Data rows:
----

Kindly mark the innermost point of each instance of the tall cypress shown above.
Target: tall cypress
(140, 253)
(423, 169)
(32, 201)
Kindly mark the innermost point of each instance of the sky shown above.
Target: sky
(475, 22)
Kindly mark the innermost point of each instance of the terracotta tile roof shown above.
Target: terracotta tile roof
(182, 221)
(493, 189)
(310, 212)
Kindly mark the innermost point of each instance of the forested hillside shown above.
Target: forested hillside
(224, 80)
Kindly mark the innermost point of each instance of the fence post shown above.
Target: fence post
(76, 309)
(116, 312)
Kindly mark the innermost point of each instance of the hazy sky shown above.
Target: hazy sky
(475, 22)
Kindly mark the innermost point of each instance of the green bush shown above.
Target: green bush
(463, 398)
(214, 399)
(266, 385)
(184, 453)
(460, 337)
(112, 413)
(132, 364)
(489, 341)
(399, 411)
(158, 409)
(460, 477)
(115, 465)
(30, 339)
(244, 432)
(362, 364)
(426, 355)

----

Your goal:
Write out the whole listing again, every request line included, and add 52 to each coordinate in the answer points.

The response:
Kindly mark the innermost point of each instance of the tall cypress shown above.
Target: tall cypress
(192, 305)
(475, 221)
(84, 253)
Kindly mark the innermost point of each instance of the sky shown above.
Target: sky
(527, 74)
Kindly mark the innermost point of each instance of the terracotta tile roof shown above.
Target: terracotta tile roof
(234, 273)
(545, 241)
(362, 264)
Kindly mark the innermost point of each instance of the forested hillside shown above.
Target: forested hillside
(276, 132)
Kindly mark the innermost point of each instance of the fence post shown above.
Target: fence post
(128, 361)
(168, 364)
Kindly mark the innermost point of each instance of the hazy sky shown above.
Target: hazy sky
(527, 74)
Kindly mark the innermost point of each instance of the green bush shown above.
Target: green bush
(515, 450)
(266, 451)
(318, 437)
(236, 505)
(512, 389)
(164, 465)
(184, 416)
(541, 393)
(451, 463)
(210, 461)
(512, 529)
(167, 517)
(82, 391)
(296, 484)
(414, 416)
(478, 407)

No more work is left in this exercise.